>> begin Information shown
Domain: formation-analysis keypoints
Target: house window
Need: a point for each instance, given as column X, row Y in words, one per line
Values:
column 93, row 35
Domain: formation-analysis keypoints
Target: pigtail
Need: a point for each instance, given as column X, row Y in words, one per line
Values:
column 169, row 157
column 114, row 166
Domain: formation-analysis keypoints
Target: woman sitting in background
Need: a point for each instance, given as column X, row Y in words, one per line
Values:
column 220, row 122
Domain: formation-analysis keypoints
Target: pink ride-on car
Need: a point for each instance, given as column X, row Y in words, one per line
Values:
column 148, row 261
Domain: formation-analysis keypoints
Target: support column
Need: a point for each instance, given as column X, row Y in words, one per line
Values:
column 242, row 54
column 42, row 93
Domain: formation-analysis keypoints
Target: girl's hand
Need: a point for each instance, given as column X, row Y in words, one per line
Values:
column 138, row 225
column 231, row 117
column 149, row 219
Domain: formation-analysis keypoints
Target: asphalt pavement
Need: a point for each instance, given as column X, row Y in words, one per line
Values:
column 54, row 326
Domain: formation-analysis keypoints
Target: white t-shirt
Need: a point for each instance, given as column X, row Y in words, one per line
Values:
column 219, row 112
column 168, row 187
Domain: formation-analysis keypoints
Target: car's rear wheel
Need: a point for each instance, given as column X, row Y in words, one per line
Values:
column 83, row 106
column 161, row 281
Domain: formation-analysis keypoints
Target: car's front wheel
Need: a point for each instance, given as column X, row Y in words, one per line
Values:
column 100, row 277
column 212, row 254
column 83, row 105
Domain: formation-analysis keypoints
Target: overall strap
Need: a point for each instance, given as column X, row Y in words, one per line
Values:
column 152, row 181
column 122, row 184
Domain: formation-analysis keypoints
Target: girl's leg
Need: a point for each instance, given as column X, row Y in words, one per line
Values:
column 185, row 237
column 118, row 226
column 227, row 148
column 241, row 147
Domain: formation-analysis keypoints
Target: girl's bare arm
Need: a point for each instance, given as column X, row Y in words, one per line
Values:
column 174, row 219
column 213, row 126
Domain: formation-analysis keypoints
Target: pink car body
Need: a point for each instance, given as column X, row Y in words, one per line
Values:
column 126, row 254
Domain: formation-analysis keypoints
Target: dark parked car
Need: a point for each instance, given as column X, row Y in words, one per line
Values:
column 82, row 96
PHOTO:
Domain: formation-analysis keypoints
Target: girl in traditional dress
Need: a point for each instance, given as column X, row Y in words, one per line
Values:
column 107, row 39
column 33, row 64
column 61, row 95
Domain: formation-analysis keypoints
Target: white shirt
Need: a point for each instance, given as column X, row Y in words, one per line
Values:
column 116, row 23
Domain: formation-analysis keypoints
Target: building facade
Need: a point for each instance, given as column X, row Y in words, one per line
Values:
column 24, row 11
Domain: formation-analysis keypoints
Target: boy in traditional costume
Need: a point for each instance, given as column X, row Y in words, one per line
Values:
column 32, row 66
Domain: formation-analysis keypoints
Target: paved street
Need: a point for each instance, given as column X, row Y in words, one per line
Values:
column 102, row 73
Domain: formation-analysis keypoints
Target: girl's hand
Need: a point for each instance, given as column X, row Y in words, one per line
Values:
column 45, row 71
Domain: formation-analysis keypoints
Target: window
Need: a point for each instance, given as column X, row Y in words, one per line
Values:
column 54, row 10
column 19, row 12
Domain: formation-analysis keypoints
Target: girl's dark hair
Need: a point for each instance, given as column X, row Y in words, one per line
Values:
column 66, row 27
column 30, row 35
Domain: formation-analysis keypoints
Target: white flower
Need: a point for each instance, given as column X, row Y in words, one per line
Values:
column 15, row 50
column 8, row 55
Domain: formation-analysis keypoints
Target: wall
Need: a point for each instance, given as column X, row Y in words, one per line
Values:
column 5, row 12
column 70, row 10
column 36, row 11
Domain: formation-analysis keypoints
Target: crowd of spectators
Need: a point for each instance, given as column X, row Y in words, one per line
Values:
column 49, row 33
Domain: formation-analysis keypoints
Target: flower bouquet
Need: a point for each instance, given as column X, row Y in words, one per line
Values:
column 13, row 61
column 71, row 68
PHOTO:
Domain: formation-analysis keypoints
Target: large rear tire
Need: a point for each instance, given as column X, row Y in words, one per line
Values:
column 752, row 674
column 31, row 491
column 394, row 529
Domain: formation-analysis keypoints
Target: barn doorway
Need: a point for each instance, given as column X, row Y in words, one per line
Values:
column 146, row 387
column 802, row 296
>> end Information shown
**Task objective**.
Turn every line of the entries above into a JSON list of strings, one string per line, and leave out any blank lines.

**Completed task**.
[
  "Domain: formation-analysis keypoints",
  "Target: house window",
  "Need: a point for each instance, given as column X, row Y in words, one per line",
  "Values:",
  "column 93, row 35",
  "Domain: formation-analysis keypoints",
  "Target: pigtail",
  "Need: a point for each instance, given as column X, row Y in words, one per line",
  "Values:",
  "column 169, row 157",
  "column 114, row 166",
  "Domain: formation-analysis keypoints",
  "Target: woman sitting in background",
  "Need: a point for each instance, given as column X, row Y in words, one per line",
  "Values:",
  "column 220, row 122",
  "Domain: formation-analysis keypoints",
  "Target: pink ride-on car",
  "Need: a point for each instance, given as column X, row Y in words, one per line",
  "Values:",
  "column 148, row 261",
  "Domain: formation-analysis keypoints",
  "Target: support column",
  "Need: a point for each instance, given as column X, row Y in words, one per line",
  "Values:",
  "column 242, row 54",
  "column 42, row 93",
  "Domain: formation-analysis keypoints",
  "Target: girl's hand",
  "Need: a point for each instance, given as column X, row Y in words, one per line",
  "Values:",
  "column 138, row 225",
  "column 231, row 117",
  "column 149, row 219",
  "Domain: formation-analysis keypoints",
  "Target: asphalt pavement",
  "Need: a point for each instance, given as column X, row Y in words, one per line",
  "Values:",
  "column 54, row 326",
  "Domain: formation-analysis keypoints",
  "Target: white t-shirt",
  "Need: a point for each instance, given as column X, row Y in words, one per line",
  "Values:",
  "column 219, row 112",
  "column 168, row 187",
  "Domain: formation-analysis keypoints",
  "Target: car's rear wheel",
  "Need: a point for each instance, given as column X, row Y in words, one per line",
  "Values:",
  "column 83, row 106",
  "column 161, row 281",
  "Domain: formation-analysis keypoints",
  "Target: car's front wheel",
  "Need: a point for each instance, given as column X, row Y in words, one per line",
  "Values:",
  "column 100, row 277",
  "column 212, row 254",
  "column 83, row 105",
  "Domain: formation-analysis keypoints",
  "Target: overall strap",
  "Need: a point for each instance, given as column X, row Y in words, one per line",
  "Values:",
  "column 152, row 181",
  "column 122, row 184",
  "Domain: formation-analysis keypoints",
  "Target: girl's leg",
  "Need: a point for each instance, given as column X, row Y in words, one per line",
  "Values:",
  "column 185, row 237",
  "column 118, row 226",
  "column 227, row 148",
  "column 241, row 147",
  "Domain: formation-analysis keypoints",
  "Target: girl's bare arm",
  "Need: a point for each instance, given as column X, row Y in words, one per line",
  "Values:",
  "column 174, row 219",
  "column 213, row 126",
  "Domain: formation-analysis keypoints",
  "Target: pink car body",
  "Need: a point for each instance, given as column X, row Y in words, one per line",
  "Values:",
  "column 126, row 254",
  "Domain: formation-analysis keypoints",
  "Target: dark parked car",
  "Need: a point for each instance, given as column X, row Y in words, one per line",
  "Values:",
  "column 82, row 96",
  "PHOTO:",
  "Domain: formation-analysis keypoints",
  "Target: girl in traditional dress",
  "Need: a point for each instance, given as column X, row Y in words, one per line",
  "Values:",
  "column 107, row 39",
  "column 33, row 64",
  "column 61, row 95",
  "Domain: formation-analysis keypoints",
  "Target: white shirt",
  "Need: a point for each instance, given as column X, row Y in words, one per line",
  "Values:",
  "column 116, row 23",
  "Domain: formation-analysis keypoints",
  "Target: building facade",
  "Need: a point for each instance, given as column X, row Y in words, one per line",
  "Values:",
  "column 24, row 11",
  "Domain: formation-analysis keypoints",
  "Target: boy in traditional costume",
  "Need: a point for each instance, given as column X, row Y in words, one per line",
  "Values:",
  "column 32, row 66",
  "Domain: formation-analysis keypoints",
  "Target: paved street",
  "Need: a point for each instance, given as column X, row Y in words, one per line",
  "Values:",
  "column 102, row 73",
  "Domain: formation-analysis keypoints",
  "Target: girl's hand",
  "Need: a point for each instance, given as column X, row Y in words, one per line",
  "Values:",
  "column 45, row 71",
  "Domain: formation-analysis keypoints",
  "Target: window",
  "Need: a point for each instance, given as column X, row Y in words, one per line",
  "Values:",
  "column 54, row 10",
  "column 19, row 12",
  "Domain: formation-analysis keypoints",
  "Target: girl's dark hair",
  "Need: a point for each instance, given as column X, row Y in words, one per line",
  "Values:",
  "column 66, row 27",
  "column 30, row 35",
  "Domain: formation-analysis keypoints",
  "Target: white flower",
  "Need: a point for each instance, given as column X, row Y in words, one per line",
  "Values:",
  "column 15, row 50",
  "column 8, row 55",
  "Domain: formation-analysis keypoints",
  "Target: wall",
  "Need: a point for each instance, given as column X, row Y in words, one per line",
  "Values:",
  "column 5, row 12",
  "column 70, row 10",
  "column 36, row 11",
  "Domain: formation-analysis keypoints",
  "Target: crowd of spectators",
  "Need: a point for each instance, given as column X, row Y in words, one per line",
  "Values:",
  "column 49, row 33",
  "Domain: formation-analysis keypoints",
  "Target: flower bouquet",
  "Need: a point for each instance, given as column X, row Y in words, one per line",
  "Values:",
  "column 13, row 61",
  "column 71, row 68",
  "PHOTO:",
  "Domain: formation-analysis keypoints",
  "Target: large rear tire",
  "Need: a point for each instance, given as column X, row Y in words, one per line",
  "Values:",
  "column 752, row 674",
  "column 31, row 491",
  "column 394, row 529",
  "Domain: formation-analysis keypoints",
  "Target: barn doorway",
  "Need: a point for each instance, given as column X, row Y in words, one per line",
  "Values:",
  "column 146, row 387",
  "column 802, row 296"
]